+++ Input for this task

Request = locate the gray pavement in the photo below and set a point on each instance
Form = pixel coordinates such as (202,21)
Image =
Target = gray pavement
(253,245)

++++++
+++ Input for this task

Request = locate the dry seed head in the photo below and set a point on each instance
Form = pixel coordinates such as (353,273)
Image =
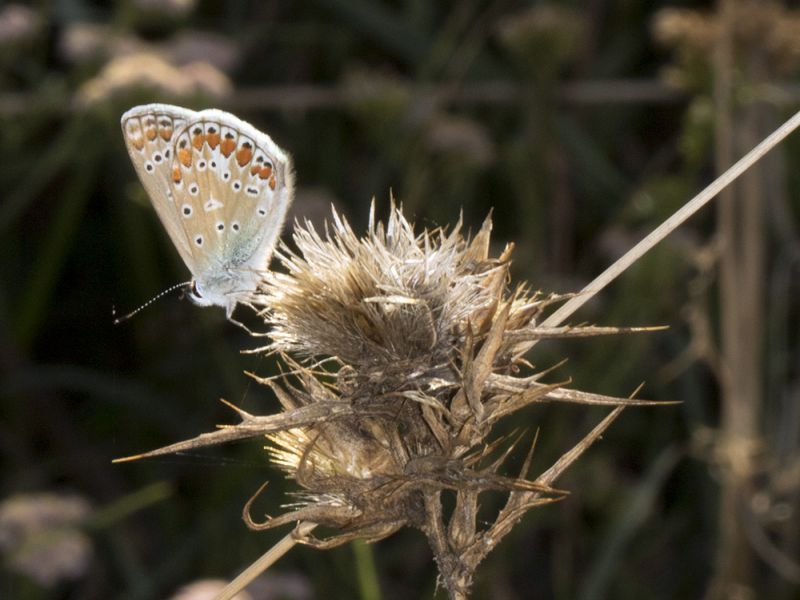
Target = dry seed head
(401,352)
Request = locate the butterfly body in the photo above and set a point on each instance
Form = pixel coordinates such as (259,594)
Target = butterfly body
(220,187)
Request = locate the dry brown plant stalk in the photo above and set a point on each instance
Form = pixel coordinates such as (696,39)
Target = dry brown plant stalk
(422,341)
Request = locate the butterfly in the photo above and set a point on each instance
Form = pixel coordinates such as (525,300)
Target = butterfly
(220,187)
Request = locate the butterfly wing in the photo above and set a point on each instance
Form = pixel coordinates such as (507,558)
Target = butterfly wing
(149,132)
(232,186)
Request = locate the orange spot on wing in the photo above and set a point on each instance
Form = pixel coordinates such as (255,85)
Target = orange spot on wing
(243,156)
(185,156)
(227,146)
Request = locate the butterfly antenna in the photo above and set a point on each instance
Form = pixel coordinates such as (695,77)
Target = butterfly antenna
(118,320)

++++++

For each line above that contains "below", add one to a count, then state only the final number.

## Exercise result
2